CJCE, 21 mai 1987, n° 249-85
COUR DE JUSTICE DES COMMUNAUTÉS EUROPÉENNES
Arrêt
PARTIES
Demandeur :
Albako Margarinefabrik Maria von der Linde GmbH & Co. KG
Défendeur :
Bundesanstalt für landwirtschaftliche Marktordnung.
COMPOSITION DE LA JURIDICTION
Président :
M. Mackenzie Stuart
Présidents de chambre :
MM. Galmot, Kakouris, Schockweiler
Avocat général :
M. Lenz
Juges :
MM. Koopmans, Everling, Joliet, Moitinho de Almeida, Rodriguez Iglesias
Avocats :
Mes Guendisch, Kicker
LA COUR DE JUSTICE DES COMMUNAUTES EUROPEENNES,
1. Par une ordonnance du 7 août 1985, parvenue à la Cour le 12 août 1985, le landgericht Frankfurt am main a posé à la Cour, en vertu de l'article 177 du traité CEE, une question préjudicielle sur l'interprétation de l'article 189, alinéa 4, du traité, et spécialement sur les effets qui doivent être reconnus à une décision telle que celle que la Commission a adressée, en date du 25 février 1985, à la République fédérale d'Allemagne relativement à des mesures de promotion de la vente de beurre sur le marché de Berlin (Ouest).
2. Cette question a été posée dans le cadre d'un litige entre la société Albako, un producteur de margarine établi à Berlin (Ouest), et la Bundesanstalt fuer landwirtschaftliche Marktordnung (ci-après "BALM "), organisme d'intervention agricole compétent pour le secteur du lait et des produits laitiers. Sur la base de l'article 1er de la loi contre la concurrence déloyale (" gesetz gegen den unlauteren wettbewerb ") du 7 juin 1909 (telle que modifiée le 21 juillet 1965, BGBL. I, p. 625) et de l'article 1er du règlement sur les ventes avec primes (" zugabeverordnung ") du 9 mars 1932 (tel que modifié le 15 novembre 1955, BGBL. I, p. 719), Albako a intente une action contre la BALM en vue d'obtenir qu'il soit fait interdiction à ce dernier d'écouler à l'avenir du beurre gratuitement selon les mêmes modalités que celles prescrites par la décision de la Commission du 25 février 1985.

_Données fournies_.
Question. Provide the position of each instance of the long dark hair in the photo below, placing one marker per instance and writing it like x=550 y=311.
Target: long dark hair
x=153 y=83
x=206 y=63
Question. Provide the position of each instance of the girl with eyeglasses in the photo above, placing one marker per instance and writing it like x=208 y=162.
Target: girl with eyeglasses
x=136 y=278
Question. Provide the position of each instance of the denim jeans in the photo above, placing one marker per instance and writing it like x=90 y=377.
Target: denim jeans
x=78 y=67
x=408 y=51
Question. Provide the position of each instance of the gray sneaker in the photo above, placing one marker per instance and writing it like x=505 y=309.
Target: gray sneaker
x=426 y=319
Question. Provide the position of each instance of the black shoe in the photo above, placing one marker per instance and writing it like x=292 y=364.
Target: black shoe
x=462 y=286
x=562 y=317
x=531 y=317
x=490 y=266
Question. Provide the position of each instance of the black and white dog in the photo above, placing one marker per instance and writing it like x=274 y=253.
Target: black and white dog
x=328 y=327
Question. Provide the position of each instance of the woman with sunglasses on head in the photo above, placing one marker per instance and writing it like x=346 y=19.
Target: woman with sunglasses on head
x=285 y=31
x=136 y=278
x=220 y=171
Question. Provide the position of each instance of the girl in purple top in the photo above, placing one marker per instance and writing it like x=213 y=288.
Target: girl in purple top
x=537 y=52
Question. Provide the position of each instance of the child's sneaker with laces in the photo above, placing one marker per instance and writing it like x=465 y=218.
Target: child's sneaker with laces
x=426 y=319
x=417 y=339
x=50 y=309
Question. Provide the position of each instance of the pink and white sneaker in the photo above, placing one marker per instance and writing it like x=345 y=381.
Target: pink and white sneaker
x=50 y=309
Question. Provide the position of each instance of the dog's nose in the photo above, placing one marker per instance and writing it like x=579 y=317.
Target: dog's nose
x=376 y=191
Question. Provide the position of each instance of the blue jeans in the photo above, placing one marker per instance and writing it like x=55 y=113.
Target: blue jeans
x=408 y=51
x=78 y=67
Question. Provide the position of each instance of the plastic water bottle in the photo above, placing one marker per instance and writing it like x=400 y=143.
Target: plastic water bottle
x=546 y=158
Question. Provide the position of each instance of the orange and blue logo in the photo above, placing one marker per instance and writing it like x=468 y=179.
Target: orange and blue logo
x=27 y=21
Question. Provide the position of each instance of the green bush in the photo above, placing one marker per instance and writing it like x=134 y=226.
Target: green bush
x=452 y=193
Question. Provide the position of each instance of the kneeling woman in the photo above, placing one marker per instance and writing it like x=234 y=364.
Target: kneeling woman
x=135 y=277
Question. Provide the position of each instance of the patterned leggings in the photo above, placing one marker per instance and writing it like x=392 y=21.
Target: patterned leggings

_À faire_.
[1] Citez tous les noms qui figurent sous la rubrique « Juges » dans l'arrêt.
[2] Modifiez la liste en remplaçant « patterned leggings » par « striped leggings », de la ligne contenant « Question. Provide the position of each instance of the kneeling » jusqu'à la fin de la liste incluse, sans toucher au reste. Ne donnez que ces lignes.

_Réponses_.
[1] Koopmans, Everling, Joliet, Moitinho de Almeida, Rodriguez Iglesias

[2]
Question. Provide the position of each instance of the kneeling woman in the photo above, placing one marker per instance and writing it like x=234 y=364.
Target: kneeling woman
x=135 y=277
Question. Provide the position of each instance of the striped leggings in the photo above, placing one marker per instance and writing it like x=392 y=21.
Target: striped leggings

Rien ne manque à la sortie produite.